## Estratto della pagina
|---|

Tempi biblici o semplicemente europei?
«Sono i tempi dell’architettura. Nel senso che costruire è facile. La difficoltà sta nel mettere a fuoco l’idea giusta, nel riuscire a comunicarla e a convincere la propria squadra e i committenti. Poi la costruzione in sé è facile. In Cina, per esempio, dicono che sanno costruire in un mese. Vero. Però come la mettiamo con gli anni ed anni spesi per ottenere i permessi?».
Perché ha voluto creare una sede anche a Shanghai?
«Per la verità, è stato il caso a portarmi in Cina. Tutto è nato con la partecipazione al concorso per il Padiglione Spagnolo all’Expo di Shanghai. La mia prima volta in Cina fu nel 1981, vi andai con mio zio. Mi piacque subito. Capii che c’era tanto da scoprire, si vedeva quella grandissima tradizione dietro la patina lasciata da Mao Zedong».
È arrivata a Barcellona quando era un posto dove succedevano le cose. È ancora inebriante?
«Io la amo molto. Forse questo è un momento meno emozionante rispetto agli anni Novanta. Ma anche per questo amo Barcellona ancora di più. Diciamo che questo mondo dell’indipendentismo catalano mi fa un po’ paura. Temo l’isolamento. Rimane comunque una città molto dinamica, altamente internazionale anche per via dell’aeroporto comodissimo che ormai frequento settimanalmente».
Dove il mondo della costruzione è più vivace?
«Per la verità, in questo momento, in nessun luogo. Per chi fa il mio mestiere, è un periodo difficile. La costruzione vive una fase di ripensamento. Prima, Paesi come gli Emirati, il Qatar o il Kazakistan volevano farsi conoscere tramite l’architettura, ma ora si trovano davanti un mondo in crisi, quindi si sono fermati anche loro».
Ha detto che in Italia si vince molto, ma non si realizza quasi nulla.
«Purtroppo è proprio così, anche se spero che cambi qualcosa prima o poi, e che l’Italia guardi fuori e veda che altrove si è più dinamici. Comunque a Napoli, come dicevamo, è finalmente decollato il progetto della linea metropolitana».
Nel suo studio ci sono italiani?
«Molti, perché l’Italia è il tipico luogo dove abbondano persone capaci e atenei molto buoni. Magari sono carenti nella parte pratica, ma a livello teorico, le università d’architettura italiane funzionano bene. In questo momento non c’è molto lavoro quindi i giovani in gamba, ambiziosi e dinamici fanno la valigia. Fra gli architetti che in questo momento si muovono di più, ci sono proprio gli italiani».

|---|

## Voci
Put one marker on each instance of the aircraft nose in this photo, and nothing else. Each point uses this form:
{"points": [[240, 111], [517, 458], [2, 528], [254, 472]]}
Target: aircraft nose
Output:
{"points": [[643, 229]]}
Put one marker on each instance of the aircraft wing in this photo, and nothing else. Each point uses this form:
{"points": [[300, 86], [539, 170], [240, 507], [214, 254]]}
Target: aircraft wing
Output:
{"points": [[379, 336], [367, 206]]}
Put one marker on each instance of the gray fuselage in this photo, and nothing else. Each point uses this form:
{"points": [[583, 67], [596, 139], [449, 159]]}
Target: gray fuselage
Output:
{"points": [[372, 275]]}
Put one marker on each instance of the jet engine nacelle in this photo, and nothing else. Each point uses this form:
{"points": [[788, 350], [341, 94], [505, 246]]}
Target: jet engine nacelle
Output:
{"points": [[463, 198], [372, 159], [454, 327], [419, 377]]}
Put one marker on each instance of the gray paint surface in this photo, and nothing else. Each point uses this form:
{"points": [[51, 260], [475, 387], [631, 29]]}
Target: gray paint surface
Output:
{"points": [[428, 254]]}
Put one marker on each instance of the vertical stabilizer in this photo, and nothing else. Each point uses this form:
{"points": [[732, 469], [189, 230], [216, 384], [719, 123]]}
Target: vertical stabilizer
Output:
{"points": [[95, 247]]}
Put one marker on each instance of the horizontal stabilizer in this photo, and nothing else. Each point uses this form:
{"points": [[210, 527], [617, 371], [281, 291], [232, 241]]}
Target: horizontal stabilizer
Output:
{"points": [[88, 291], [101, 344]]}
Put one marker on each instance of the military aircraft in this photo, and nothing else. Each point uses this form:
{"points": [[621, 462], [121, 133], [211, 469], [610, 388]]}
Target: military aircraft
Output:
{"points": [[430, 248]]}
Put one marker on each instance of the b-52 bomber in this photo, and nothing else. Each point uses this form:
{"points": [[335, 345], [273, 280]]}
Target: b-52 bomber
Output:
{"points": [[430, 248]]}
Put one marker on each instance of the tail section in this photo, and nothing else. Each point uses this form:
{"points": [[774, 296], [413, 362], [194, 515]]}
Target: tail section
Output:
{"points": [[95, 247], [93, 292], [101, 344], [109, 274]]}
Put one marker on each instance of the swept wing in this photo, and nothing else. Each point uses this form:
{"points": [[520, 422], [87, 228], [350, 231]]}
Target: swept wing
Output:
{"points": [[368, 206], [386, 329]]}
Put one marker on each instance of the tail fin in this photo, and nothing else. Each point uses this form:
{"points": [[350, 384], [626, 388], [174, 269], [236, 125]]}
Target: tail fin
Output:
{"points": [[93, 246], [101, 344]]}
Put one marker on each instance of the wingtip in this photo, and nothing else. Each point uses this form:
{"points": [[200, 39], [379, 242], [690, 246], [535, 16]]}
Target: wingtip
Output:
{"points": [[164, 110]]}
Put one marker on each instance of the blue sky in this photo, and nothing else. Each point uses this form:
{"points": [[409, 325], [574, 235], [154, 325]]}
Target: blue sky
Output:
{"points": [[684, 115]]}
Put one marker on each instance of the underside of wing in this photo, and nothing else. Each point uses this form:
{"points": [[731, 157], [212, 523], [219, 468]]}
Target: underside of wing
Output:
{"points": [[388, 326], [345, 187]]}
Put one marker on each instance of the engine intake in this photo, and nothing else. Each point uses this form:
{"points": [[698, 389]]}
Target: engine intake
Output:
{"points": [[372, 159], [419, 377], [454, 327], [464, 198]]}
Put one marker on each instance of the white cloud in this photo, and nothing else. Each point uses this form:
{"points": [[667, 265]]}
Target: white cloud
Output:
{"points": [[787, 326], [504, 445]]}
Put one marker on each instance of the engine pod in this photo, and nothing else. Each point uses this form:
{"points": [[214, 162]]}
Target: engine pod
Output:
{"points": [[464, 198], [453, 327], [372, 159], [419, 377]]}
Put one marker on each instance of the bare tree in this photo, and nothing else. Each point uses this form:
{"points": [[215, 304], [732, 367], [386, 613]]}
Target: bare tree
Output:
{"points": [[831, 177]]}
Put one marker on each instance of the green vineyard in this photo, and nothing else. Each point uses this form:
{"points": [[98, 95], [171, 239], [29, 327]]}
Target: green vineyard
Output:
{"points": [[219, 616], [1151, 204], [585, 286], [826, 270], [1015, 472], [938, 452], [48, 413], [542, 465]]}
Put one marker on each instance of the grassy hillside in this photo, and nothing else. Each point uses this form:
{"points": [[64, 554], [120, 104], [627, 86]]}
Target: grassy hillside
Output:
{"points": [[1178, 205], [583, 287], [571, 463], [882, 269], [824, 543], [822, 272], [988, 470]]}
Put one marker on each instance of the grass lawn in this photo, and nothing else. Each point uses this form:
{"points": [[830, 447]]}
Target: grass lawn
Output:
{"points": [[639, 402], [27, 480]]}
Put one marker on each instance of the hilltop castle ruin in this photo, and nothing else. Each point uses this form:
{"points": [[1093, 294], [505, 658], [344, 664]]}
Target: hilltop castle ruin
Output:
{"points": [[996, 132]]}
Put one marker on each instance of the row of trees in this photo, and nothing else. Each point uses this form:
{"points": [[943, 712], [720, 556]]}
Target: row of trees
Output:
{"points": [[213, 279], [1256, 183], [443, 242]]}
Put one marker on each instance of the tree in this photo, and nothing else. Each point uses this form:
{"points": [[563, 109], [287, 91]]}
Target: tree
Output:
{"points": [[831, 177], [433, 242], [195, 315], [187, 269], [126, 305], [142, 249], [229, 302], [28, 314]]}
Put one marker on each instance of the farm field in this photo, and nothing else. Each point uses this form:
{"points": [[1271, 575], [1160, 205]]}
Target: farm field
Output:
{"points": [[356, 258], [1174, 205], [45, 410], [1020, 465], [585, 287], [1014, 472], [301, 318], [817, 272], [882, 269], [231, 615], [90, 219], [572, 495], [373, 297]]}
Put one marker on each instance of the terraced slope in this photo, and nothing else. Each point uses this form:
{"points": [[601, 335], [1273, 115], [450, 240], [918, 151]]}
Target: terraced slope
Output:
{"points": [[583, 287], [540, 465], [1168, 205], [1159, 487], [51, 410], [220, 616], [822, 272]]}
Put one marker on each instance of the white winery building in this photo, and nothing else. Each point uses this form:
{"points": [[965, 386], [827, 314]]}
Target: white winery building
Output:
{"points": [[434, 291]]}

|---|

## Esercizi
1 > Indica se ciascuna affermazione concorda con l'intervista, rispondendo sì o no e citando le parole decisive: (a) la prima visita in Cina avvenne insieme allo zio; (b) in questo momento il mondo della costruzione è particolarmente vivace negli Emirati; (c) le università d'architettura italiane sono carenti a livello teorico.
2 > Modifica il passo dell'intervista da "È arrivata a" a "è più vivace?", sostituendo "Barcellona" con "Valencia".

## Soluzioni
1 >
(a) Sì: «La mia prima volta in Cina fu nel 1981, vi andai con mio zio.»
(b) No: «Per la verità, in questo momento, in nessun luogo.»
(c) No: «ma a livello teorico, le università d’architettura italiane funzionano bene.»

2 >
È arrivata a Valencia quando era un posto dove succedevano le cose. È ancora inebriante?
«Io la amo molto. Forse questo è un momento meno emozionante rispetto agli anni Novanta. Ma anche per questo amo Valencia ancora di più. Diciamo che questo mondo dell’indipendentismo catalano mi fa un po’ paura. Temo l’isolamento. Rimane comunque una città molto dinamica, altamente internazionale anche per via dell’aeroporto comodissimo che ormai frequento settimanalmente».
Dove il mondo della costruzione è più vivace?